# Audio Bearbeitungssoftware



## svenson15 (2. Mai 2007)

Hallo zusammen,

ich suche eine Software um Audiodateien zu bearbeiten. Das Programm darf auch etwas kosten und sollte folgende Spezifikationen erfüllen:

Allgemeine Funktionen: 

-Import von .wav, .mp3 und .aif Dateien 
-Schnittwerkzeuge mit 2-Spur Ansicht (Stereo) 
-Abmischen von Tonspuren (wav oder aif Dateien) (min. 5 Tonspuren) 
-Anwendung von Filtern auf einzelne Audiosegmente 
-Export in mp3 und mp3pro 
-Synchronisation mit Video (Vorteilhaft für spätere Verwendung mit Video-Podcasts) 
-dB - Ansicht (Überprüfung der Amplitude) 

Filter: 

-Dynamic-Filter mit Feineinstellung (Voreinstellungen für: Boost und Limitter) 
-De-Esser 
-Normalisierung auf dB 100% 
-Störgeräusche entfernen (manuelle Einstellung für einzelne Bereiche) 
-Rauschen unterbinden (Speicherungsfunktion für Rauschgeräusch) 
-Verschiedene Amplituden-Filter um ein "übertönen" bei schlechten Lautsprechern zu verhindern 


Vielen Dank für eure Hilfe!

gruss svenson


----------



## Votura (7. Mai 2007)

Die Frage ist natürlich was darf es Kosten.

Für unter 100 Euro würde Magic Audio Studio deinen Anforderungen genügen.
Selbstverständlich ist das nicht ein Top Programm aber immerhin kann man damit schon ziemlich viel anfangen. Ich glaube es gibt sogar eine Shareware davon. Am besten du Googelst mal. 

Wenn du aber ein Professionelle Software willst würde ich dir Cubase (PC/Mac) oder Logic (Mac) empfehlen.


----------
......
* ARBEITSANWEISUNGEN *
**a)** Gib aus dem Forumsthread zur Audiobearbeitung alles von „## Votura (7.“ bis hinunter zu „du Googelst mal.“ wortgetreu aus.
**b)** Nenne alle Programme, die im Forumsthread zur Audiobearbeitung empfohlen werden.

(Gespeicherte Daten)
......
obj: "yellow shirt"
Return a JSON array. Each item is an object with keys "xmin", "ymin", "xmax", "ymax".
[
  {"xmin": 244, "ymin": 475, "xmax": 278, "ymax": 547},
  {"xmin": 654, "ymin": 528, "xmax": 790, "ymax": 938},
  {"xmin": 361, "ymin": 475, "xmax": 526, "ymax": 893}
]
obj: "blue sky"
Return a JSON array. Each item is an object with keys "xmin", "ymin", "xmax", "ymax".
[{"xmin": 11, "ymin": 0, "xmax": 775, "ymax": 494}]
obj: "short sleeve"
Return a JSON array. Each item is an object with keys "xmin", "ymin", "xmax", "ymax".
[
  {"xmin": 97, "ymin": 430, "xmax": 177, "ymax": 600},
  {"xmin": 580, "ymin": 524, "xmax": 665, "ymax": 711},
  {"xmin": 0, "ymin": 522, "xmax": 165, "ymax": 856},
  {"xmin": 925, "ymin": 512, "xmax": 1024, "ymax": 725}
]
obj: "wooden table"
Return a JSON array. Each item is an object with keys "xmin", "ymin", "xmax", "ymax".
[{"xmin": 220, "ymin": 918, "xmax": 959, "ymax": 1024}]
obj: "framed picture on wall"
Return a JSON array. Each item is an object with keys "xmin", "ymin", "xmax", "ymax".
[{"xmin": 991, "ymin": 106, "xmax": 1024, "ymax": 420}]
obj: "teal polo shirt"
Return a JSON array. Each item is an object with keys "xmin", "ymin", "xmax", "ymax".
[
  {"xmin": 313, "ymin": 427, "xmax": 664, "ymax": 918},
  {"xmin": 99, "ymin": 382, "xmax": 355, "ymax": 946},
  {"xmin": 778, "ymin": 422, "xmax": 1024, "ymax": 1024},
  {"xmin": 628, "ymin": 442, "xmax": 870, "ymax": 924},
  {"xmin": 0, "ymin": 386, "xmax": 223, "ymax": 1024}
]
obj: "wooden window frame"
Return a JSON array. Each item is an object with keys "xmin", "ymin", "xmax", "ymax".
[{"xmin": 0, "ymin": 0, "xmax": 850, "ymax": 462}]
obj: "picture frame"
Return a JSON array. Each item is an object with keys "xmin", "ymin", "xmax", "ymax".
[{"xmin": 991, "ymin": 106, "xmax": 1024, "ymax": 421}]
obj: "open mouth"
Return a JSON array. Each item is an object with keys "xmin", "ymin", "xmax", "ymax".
......
* ERWARTETE AUSGABEN *
**a)**
## Votura (7. Mai 2007)

Die Frage ist natürlich was darf es Kosten.

Für unter 100 Euro würde Magic Audio Studio deinen Anforderungen genügen.
Selbstverständlich ist das nicht ein Top Programm aber immerhin kann man damit schon ziemlich viel anfangen. Ich glaube es gibt sogar eine Shareware davon. Am besten du Googelst mal.

**b)**
Magic Audio Studio
Cubase
Logic